--- Begin ---

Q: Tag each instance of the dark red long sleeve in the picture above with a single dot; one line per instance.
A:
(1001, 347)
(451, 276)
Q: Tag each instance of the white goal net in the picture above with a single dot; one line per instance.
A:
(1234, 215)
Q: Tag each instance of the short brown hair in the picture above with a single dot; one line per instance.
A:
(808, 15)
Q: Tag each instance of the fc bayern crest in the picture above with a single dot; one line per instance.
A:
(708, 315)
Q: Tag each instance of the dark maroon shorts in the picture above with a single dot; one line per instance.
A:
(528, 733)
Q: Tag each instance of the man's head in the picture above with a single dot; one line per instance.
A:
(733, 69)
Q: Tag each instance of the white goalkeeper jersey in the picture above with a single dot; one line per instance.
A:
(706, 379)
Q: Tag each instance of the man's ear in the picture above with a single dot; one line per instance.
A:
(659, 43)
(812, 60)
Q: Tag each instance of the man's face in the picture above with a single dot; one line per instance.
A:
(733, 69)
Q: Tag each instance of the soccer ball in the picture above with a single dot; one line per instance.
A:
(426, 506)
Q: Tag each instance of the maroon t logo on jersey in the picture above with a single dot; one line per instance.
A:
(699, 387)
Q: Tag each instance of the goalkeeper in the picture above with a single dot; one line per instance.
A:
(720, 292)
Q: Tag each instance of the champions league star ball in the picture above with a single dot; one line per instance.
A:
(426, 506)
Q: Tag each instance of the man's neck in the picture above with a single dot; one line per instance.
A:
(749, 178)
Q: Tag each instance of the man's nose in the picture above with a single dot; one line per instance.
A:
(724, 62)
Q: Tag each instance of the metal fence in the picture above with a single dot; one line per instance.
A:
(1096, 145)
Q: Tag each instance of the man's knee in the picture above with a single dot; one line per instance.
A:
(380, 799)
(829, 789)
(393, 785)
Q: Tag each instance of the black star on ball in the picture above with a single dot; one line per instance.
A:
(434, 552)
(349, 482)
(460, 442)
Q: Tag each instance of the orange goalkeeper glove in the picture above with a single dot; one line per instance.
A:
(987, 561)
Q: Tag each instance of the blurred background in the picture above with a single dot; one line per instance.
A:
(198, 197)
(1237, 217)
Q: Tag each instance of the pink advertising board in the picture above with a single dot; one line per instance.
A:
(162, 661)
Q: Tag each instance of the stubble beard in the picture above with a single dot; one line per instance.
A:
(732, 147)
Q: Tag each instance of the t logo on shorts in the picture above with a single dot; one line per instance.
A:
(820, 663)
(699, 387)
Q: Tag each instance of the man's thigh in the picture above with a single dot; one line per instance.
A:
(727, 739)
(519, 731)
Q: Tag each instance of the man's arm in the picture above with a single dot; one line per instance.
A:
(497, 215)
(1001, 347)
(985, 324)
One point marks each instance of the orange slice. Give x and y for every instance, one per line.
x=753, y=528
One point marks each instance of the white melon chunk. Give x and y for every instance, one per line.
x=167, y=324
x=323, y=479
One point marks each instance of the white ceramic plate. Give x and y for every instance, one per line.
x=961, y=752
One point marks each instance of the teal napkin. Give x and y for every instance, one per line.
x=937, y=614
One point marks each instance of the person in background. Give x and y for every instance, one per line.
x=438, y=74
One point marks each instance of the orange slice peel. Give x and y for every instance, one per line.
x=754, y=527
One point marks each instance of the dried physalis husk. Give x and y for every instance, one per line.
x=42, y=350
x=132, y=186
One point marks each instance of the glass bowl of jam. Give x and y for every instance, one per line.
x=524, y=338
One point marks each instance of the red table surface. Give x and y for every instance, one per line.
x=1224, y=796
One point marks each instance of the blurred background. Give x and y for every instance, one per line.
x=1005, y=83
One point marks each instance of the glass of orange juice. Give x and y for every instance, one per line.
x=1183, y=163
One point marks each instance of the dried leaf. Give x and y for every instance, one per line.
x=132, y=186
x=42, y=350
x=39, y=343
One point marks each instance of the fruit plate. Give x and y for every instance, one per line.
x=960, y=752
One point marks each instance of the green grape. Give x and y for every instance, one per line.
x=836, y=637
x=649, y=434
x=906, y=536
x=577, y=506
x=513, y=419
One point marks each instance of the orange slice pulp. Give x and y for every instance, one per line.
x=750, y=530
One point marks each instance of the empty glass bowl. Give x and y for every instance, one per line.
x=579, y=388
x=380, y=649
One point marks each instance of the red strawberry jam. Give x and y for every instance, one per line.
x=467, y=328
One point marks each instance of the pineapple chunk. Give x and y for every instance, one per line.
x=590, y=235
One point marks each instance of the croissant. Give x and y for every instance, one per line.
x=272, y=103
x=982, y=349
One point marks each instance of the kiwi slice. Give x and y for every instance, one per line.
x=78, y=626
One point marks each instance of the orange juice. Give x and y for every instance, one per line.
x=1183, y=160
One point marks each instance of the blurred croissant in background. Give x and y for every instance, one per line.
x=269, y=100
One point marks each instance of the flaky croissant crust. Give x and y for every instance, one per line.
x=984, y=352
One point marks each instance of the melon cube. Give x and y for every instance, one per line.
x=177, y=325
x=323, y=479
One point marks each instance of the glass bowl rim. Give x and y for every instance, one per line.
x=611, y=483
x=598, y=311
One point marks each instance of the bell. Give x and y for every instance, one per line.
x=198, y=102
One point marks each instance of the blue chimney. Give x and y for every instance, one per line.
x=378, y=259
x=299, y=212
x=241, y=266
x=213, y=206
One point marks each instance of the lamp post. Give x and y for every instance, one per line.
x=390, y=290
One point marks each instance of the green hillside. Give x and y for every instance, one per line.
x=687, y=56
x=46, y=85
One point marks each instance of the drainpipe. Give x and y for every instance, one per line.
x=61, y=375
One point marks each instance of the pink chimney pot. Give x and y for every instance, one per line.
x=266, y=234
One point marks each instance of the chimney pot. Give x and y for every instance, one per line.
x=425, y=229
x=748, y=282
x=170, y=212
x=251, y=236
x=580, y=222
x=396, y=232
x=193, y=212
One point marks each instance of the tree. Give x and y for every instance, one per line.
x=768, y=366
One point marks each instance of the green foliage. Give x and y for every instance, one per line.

--- End ---

◆ **STATED PROBLEM**: Copy all of the records above word for word, keeping every line unchanged and in its original order.

◆ **TASK SOLUTION**:
Q: Tag each instance of the dark red long sleeve in the picture above with a single dot; one line per instance.
A:
(1001, 347)
(451, 276)
Q: Tag each instance of the white goal net in the picture above with a single dot; one line per instance.
A:
(1234, 215)
Q: Tag each instance of the short brown hair in the picture above with a single dot; one line per instance.
A:
(808, 15)
Q: Tag each instance of the fc bayern crest in the picture above with a single dot; one line per instance.
A:
(708, 315)
Q: Tag each instance of the dark maroon shorts in the picture above with a single dot; one line per instance.
A:
(528, 733)
Q: Tag each instance of the man's head in the picture above with a single dot; one line per instance.
A:
(733, 69)
Q: Tag each instance of the white goalkeeper jersey in the picture above with a single dot; one line per instance.
A:
(706, 379)
Q: Tag each instance of the man's ear in the picture above with a single dot; one line per instance.
A:
(659, 43)
(812, 60)
Q: Tag each instance of the man's face in the picture above with a single dot; one line per instance.
A:
(733, 69)
Q: Tag each instance of the soccer ball in the picture above with a single dot; one line per instance.
A:
(426, 506)
Q: Tag each instance of the maroon t logo on jersey in the picture above with a single dot; one line per instance.
A:
(699, 387)
Q: Tag each instance of the goalkeeper in the picture above with a single dot; one line per instance.
A:
(720, 292)
Q: Tag each instance of the champions league star ball in the picture above with a single dot; one line per instance.
A:
(426, 506)
Q: Tag each instance of the man's neck in the picture above with a single dot; one line per instance.
A:
(749, 178)
Q: Tag each instance of the man's nose in the picture above with a single dot; one line per instance.
A:
(724, 62)
Q: Tag each instance of the metal fence in the picture above with a single dot; one line per instance.
A:
(1096, 145)
Q: Tag each instance of the man's knee in the picture above with a single dot; one line per instance.
A:
(380, 799)
(829, 789)
(393, 785)
Q: Tag each instance of the black star on ball in the picture above with a single dot; one line per instance.
A:
(434, 552)
(349, 482)
(460, 442)
Q: Tag each instance of the orange goalkeeper glove in the picture above with a single dot; one line per instance.
A:
(987, 561)
Q: Tag each instance of the blurred background in the picture above with a single dot; one line per instance.
A:
(198, 197)
(1237, 217)
Q: Tag each instance of the pink advertising board in the picture above with a single dot; one line per instance.
A:
(162, 661)
Q: Tag each instance of the stubble beard in the picture above with a single dot; one line per instance.
A:
(732, 147)
Q: Tag each instance of the t logo on shorts in the picture above with a single dot; one line per instance.
A:
(820, 663)
(699, 387)
Q: Tag each instance of the man's thigh in the picture above with a single dot; one line per instance.
A:
(727, 739)
(519, 731)
Q: Tag each instance of the man's arm in the picture above with a single dot; one line per instance.
A:
(497, 215)
(1001, 347)
(985, 324)
One point marks each instance of the orange slice. Give x and y for every instance, one per line.
x=753, y=528
One point marks each instance of the white melon chunk. Give x and y for every instance, one per line.
x=167, y=324
x=323, y=479
One point marks each instance of the white ceramic plate. Give x and y for every instance, one per line.
x=961, y=752
One point marks each instance of the teal napkin. Give x and y for every instance, one per line.
x=937, y=614
One point marks each instance of the person in background. Give x and y for every instance, one per line.
x=438, y=74
One point marks each instance of the orange slice peel. Give x and y for every instance, one per line.
x=754, y=527
One point marks each instance of the dried physalis husk. Give x and y for every instance, one per line.
x=42, y=350
x=132, y=186
One point marks each instance of the glass bowl of jam. Give x and y for every instance, one per line.
x=524, y=338
One point marks each instance of the red table surface. Give x and y for every instance, one per line.
x=1224, y=796
One point marks each instance of the blurred background. Give x and y for every instance, one per line.
x=1005, y=83
One point marks each instance of the glass of orange juice. Give x and y for every instance, one per line.
x=1183, y=163
One point marks each instance of the dried leaf. Give x and y for every instance, one per line.
x=132, y=186
x=42, y=350
x=39, y=343
One point marks each instance of the fruit plate. Give x and y for every instance, one per line.
x=960, y=752
One point marks each instance of the green grape. Give x and y for every instance, one per line.
x=836, y=637
x=649, y=434
x=906, y=536
x=577, y=506
x=513, y=419
One point marks each instance of the orange slice pulp. Give x and y for every instance, one per line.
x=750, y=530
One point marks each instance of the empty glass bowl. Give x and y for every instance, one per line.
x=579, y=388
x=380, y=649
One point marks each instance of the red strawberry jam. Give x and y for every instance, one per line.
x=467, y=328
One point marks each instance of the pineapple chunk. Give x and y for every instance, one per line.
x=590, y=235
One point marks each instance of the croissant. Give x and y for every instance, one per line.
x=272, y=103
x=982, y=349
One point marks each instance of the kiwi slice. Give x and y for every instance, one per line.
x=78, y=626
One point marks each instance of the orange juice. Give x and y for every instance, one per line.
x=1183, y=160
One point marks each instance of the blurred croissant in background. Give x and y for every instance, one per line.
x=269, y=100
One point marks each instance of the flaky croissant crust. Give x and y for every instance, one per line.
x=984, y=352
One point marks each instance of the melon cube. Give x and y for every instance, one per line.
x=177, y=325
x=323, y=479
One point marks each instance of the glass bowl rim. Give x and y for every instance, one per line.
x=611, y=483
x=598, y=311
One point marks each instance of the bell. Give x and y for every instance, one per line.
x=198, y=102
One point marks each instance of the blue chimney. Give x and y for every instance, one per line.
x=378, y=259
x=299, y=212
x=241, y=266
x=213, y=206
One point marks each instance of the lamp post. Give x and y for every instance, one per line.
x=390, y=290
One point marks each instance of the green hillside. Give x and y for every instance, one per line.
x=687, y=56
x=46, y=85
One point marks each instance of the drainpipe. Give x and y for every instance, one per line.
x=61, y=375
One point marks each instance of the pink chimney pot. Give x and y for every instance, one per line.
x=266, y=234
One point marks each instance of the chimney pot. Give x and y for every instance, one per line.
x=425, y=229
x=748, y=282
x=170, y=212
x=251, y=236
x=580, y=222
x=396, y=232
x=193, y=212
One point marks each instance of the tree. Give x and y for every instance, one per line.
x=768, y=366
One point marks each instance of the green foliage. Give x and y for every instance, one per line.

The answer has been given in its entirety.